Village in Lillesand Municipality, Norway

Ulvøysund is a village and an outport in Lillesand Municipality in Agder county, Norway. The village lies on the east side of the Kvåsefjorden on the island of Ulvøya. Just northeast of Ulvøysund is the entrance to the Blindleia inland waterway which leads towards the town of Lillesand. The village is connected to the mainland by road. The nearby village of Ribe lies about 2 km straight north of Ulvøysund. The village was historically used as an outport along the Skagerrak coast for the large ships that couldn't navigate inland through the archipelago to the towns on the mainland.

==History==
The oldest sign of activity in Ulvøysund, is an old shipwreck on the approach of Kvåsefjorden. It was archaeologically investigated in 2011 by the Norwegian Maritime Museum, and a piece of a reindeer antler from the finding was later Carbon-14 dated to the period between the years 1020-1030.

§ Things to do:
1. Answer these questions from the article on Ulvøysund.
(a) On which island does Ulvøysund lie?
(b) Which institution carried out the 2011 archaeological investigation of the shipwreck?
(c) How far from Ulvøysund, and in which direction, does the village of Ribe lie?
2. Extend the article on Ulvøysund with a further paragraph that follows on from its final sentence.

Dataset entries

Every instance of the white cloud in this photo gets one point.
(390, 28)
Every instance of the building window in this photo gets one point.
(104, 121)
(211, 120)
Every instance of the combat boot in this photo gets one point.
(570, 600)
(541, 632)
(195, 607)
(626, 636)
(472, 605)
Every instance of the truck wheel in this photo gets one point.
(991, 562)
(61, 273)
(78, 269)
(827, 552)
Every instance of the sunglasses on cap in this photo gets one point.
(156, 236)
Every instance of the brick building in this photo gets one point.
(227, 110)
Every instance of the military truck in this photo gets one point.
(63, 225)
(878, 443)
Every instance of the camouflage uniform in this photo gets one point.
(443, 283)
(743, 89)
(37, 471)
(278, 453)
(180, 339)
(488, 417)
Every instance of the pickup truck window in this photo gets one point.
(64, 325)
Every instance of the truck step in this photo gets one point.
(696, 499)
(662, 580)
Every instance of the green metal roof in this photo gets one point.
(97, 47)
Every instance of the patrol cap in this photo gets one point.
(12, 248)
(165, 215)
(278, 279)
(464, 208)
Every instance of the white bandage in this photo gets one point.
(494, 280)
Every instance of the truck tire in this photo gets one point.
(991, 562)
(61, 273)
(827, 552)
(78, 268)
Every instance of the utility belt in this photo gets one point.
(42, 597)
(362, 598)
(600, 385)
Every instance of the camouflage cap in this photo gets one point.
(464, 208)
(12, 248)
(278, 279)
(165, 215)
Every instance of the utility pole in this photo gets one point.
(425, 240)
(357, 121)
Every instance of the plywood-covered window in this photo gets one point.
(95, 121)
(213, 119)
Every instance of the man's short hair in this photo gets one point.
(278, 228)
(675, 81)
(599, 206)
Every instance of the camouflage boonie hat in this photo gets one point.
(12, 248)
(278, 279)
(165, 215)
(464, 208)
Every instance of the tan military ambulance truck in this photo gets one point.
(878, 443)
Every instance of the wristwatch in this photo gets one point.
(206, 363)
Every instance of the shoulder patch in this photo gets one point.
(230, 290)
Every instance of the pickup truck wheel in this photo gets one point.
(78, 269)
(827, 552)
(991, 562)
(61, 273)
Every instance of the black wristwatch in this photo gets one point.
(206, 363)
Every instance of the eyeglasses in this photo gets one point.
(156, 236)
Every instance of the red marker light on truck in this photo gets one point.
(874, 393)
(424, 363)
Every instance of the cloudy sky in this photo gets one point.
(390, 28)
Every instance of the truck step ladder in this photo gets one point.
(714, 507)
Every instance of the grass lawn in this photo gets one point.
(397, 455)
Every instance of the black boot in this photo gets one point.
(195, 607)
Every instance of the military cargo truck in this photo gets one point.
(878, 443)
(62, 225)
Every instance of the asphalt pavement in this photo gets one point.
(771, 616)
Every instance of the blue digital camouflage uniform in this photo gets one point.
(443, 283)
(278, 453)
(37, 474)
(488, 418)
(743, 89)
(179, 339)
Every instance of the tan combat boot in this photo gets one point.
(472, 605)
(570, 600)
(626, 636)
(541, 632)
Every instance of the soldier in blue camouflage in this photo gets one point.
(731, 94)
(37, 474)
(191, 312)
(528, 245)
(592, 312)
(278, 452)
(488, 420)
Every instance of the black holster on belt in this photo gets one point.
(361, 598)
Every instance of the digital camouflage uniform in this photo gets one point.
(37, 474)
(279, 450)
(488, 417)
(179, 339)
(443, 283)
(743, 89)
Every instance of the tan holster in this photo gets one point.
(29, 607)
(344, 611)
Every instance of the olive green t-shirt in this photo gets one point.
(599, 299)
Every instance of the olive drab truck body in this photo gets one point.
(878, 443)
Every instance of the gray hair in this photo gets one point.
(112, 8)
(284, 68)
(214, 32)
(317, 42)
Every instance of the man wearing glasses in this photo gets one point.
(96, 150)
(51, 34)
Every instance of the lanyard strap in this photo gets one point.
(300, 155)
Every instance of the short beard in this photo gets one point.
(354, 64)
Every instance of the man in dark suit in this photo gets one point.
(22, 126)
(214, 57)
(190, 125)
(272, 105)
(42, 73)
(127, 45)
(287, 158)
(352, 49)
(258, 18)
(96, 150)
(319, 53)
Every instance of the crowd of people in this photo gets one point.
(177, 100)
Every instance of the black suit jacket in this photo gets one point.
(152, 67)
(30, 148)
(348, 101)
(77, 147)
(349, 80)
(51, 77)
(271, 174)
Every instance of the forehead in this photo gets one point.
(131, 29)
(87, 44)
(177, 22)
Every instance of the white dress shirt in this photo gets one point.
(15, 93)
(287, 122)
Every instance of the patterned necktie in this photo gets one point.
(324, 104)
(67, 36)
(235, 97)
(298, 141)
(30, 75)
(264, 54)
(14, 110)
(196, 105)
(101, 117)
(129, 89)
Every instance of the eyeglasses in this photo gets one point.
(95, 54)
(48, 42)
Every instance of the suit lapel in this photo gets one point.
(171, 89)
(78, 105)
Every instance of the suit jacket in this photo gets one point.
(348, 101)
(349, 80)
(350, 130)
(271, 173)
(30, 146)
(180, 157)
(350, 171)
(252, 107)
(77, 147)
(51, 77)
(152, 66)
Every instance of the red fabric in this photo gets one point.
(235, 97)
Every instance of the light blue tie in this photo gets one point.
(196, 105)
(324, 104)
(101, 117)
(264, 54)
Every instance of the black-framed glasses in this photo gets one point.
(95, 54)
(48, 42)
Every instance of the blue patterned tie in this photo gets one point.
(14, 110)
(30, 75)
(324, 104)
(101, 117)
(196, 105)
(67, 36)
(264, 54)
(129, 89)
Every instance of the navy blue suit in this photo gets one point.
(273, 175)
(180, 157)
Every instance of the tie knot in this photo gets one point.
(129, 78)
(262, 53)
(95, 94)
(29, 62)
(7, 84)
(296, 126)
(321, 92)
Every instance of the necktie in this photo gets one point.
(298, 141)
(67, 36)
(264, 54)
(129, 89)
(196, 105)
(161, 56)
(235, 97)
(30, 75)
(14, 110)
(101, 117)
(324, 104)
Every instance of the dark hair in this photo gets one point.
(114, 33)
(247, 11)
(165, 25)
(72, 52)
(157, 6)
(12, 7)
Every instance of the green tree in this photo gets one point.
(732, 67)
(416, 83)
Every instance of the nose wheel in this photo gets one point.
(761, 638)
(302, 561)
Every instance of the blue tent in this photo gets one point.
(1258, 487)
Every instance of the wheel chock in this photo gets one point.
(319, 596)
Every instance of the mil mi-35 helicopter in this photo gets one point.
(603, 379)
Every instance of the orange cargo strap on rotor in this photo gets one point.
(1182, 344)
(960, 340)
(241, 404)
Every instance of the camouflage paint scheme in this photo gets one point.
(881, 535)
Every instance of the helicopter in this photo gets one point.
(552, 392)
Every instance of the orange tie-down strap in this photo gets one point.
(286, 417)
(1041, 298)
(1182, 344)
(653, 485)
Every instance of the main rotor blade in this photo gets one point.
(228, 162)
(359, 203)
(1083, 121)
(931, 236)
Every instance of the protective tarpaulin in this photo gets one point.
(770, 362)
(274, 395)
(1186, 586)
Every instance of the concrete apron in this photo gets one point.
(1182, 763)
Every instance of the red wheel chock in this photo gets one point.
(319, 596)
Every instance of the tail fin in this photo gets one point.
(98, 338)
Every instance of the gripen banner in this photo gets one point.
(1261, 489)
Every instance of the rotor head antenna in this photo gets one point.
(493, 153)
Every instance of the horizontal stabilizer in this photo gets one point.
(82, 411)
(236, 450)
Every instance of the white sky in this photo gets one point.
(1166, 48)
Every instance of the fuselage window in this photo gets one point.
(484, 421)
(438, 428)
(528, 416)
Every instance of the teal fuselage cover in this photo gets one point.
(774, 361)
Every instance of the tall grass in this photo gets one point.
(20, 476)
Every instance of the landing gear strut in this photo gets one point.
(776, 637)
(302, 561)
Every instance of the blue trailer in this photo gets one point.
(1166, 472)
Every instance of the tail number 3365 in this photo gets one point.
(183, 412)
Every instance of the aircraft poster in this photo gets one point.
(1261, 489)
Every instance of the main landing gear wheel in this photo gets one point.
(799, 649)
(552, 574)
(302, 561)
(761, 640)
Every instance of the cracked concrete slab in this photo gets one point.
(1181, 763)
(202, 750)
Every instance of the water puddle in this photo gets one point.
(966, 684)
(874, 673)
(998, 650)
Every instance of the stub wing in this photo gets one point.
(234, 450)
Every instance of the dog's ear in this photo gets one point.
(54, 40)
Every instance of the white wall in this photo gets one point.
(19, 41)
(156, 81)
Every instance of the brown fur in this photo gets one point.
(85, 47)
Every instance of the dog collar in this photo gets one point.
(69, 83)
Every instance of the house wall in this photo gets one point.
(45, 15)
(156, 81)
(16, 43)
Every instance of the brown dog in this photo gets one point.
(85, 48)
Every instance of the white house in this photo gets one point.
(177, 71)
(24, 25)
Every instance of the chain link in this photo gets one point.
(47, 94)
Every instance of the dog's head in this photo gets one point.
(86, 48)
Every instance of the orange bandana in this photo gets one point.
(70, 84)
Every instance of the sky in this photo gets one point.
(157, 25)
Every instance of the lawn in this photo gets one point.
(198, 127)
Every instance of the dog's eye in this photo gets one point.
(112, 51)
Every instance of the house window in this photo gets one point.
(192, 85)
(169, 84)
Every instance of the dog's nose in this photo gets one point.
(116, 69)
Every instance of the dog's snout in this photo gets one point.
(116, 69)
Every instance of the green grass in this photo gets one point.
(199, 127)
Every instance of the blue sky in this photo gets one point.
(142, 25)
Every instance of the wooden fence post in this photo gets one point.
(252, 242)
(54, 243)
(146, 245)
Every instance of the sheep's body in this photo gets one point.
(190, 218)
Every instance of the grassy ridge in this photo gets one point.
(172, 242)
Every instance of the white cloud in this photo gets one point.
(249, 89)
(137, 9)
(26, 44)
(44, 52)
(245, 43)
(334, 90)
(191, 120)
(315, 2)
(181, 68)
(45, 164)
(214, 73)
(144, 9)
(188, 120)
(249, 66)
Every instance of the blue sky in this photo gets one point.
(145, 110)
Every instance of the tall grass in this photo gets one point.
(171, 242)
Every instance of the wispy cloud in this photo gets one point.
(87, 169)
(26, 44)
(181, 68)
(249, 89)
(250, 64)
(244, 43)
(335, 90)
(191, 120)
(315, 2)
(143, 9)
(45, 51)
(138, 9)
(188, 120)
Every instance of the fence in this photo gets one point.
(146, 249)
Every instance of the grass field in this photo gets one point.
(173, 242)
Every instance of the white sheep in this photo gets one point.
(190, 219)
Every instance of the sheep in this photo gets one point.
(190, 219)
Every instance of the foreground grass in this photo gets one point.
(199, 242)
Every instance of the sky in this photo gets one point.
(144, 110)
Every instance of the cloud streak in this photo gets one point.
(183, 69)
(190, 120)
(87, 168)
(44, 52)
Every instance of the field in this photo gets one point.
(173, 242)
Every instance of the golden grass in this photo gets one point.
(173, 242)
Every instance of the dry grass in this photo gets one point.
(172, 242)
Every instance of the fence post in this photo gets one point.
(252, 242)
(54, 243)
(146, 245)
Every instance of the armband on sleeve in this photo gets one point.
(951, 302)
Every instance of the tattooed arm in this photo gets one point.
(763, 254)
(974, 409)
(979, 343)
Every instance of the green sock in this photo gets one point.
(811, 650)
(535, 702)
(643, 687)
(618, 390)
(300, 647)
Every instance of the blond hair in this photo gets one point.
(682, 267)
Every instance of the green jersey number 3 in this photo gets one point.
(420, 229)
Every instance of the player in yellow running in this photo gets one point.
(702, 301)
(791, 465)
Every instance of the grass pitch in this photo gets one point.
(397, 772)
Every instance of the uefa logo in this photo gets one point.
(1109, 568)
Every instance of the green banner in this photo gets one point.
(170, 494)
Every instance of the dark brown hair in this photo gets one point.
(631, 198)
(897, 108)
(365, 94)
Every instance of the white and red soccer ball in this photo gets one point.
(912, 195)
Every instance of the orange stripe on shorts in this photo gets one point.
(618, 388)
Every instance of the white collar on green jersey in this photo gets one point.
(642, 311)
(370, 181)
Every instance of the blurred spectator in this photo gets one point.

§ Task-by-task results:
1.
(a) Ulvøya
(b) The Norwegian Maritime Museum
(c) About 2 km straight north

2.
In the Middle Ages, Ulvøysund had a permanent population. During the 14th century a bishop from Bergen wrote a letter (that still exists today) saying that he was stuck in Ulvøysund due to the weather. A compass rose carved into the rock on the island of Ulvøya is possibly from the 15th century. The outport is mentioned on Dutch maps from the 16th century as Wolfsondt. Ulvøysund's oldest house still standing and it is used as a guest house. The house's oldest parts are probably from the 17th century.